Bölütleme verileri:

::::

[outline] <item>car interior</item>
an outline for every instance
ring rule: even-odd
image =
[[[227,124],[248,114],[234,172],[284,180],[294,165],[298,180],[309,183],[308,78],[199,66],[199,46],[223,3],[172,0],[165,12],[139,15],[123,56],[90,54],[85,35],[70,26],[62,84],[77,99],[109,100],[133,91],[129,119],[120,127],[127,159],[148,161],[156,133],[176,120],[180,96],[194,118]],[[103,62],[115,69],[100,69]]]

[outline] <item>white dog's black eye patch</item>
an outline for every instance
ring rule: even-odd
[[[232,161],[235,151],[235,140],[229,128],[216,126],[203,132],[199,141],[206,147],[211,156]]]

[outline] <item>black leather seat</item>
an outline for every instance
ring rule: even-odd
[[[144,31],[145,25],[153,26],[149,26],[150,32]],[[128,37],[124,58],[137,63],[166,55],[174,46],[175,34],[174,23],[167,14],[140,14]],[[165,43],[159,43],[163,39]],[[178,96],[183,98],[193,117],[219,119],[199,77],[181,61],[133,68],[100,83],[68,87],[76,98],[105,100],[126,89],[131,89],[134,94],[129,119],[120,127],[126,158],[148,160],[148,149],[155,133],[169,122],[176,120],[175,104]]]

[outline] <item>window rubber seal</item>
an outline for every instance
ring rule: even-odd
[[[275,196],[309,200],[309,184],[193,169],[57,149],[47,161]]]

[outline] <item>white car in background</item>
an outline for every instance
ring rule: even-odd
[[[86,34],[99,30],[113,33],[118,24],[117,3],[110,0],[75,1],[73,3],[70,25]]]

::::

"[outline] <item>window rubber seal</item>" ifadesini içeren satırdan başlayıp kayıtların son satırına kadar, iki uç da dahil, tüm satırları bir Markdown tablosuna aktarın. Boş satırları atlayın. Sıra numarasını "Sıra" sütununa, satırın kendisini "Satır" sütununa yazın.

| Sıra | Satır |
|---|---|
| 1 | [outline] <item>window rubber seal</item> |
| 2 | an outline for every instance |
| 3 | ring rule: even-odd |
| 4 | [[[275,196],[309,200],[309,184],[193,169],[57,149],[47,161]]] |
| 5 | [outline] <item>white car in background</item> |
| 6 | an outline for every instance |
| 7 | ring rule: even-odd |
| 8 | [[[86,34],[99,30],[113,33],[118,24],[117,3],[110,0],[75,1],[73,3],[70,25]]] |